BRIEF:
State how many lines in the records below contain the string "lamp", matching case exactly, and give only that number.
++++ DATA PROVIDED
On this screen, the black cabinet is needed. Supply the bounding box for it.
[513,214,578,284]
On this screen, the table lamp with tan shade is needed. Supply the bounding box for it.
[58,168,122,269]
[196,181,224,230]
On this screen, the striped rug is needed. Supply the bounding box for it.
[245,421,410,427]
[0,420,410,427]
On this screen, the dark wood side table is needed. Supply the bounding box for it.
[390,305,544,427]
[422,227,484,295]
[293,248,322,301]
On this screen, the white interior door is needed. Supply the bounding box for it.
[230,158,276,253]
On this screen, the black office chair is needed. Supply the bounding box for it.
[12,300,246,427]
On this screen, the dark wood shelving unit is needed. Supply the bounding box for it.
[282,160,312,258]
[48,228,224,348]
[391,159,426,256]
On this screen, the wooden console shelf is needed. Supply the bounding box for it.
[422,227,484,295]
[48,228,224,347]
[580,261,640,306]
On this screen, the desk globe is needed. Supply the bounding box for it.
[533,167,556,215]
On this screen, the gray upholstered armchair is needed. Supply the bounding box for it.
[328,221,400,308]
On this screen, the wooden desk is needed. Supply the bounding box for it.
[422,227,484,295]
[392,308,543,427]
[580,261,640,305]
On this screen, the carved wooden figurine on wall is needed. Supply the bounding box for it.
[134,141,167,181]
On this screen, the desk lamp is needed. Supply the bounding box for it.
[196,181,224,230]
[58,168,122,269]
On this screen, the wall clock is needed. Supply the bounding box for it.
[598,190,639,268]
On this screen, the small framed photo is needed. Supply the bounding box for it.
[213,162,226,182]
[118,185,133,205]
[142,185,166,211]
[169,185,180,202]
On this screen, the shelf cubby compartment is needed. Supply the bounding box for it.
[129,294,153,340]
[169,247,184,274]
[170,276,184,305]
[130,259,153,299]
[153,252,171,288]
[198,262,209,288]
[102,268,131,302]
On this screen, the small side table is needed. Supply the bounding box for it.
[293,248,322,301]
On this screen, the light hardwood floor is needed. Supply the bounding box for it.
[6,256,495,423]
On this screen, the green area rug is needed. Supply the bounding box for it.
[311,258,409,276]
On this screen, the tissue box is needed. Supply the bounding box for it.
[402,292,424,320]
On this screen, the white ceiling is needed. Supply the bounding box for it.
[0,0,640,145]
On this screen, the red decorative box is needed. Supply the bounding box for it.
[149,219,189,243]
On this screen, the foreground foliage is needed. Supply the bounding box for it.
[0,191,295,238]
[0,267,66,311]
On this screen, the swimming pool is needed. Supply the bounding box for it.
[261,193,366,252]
++++++++
TASK RESULT:
2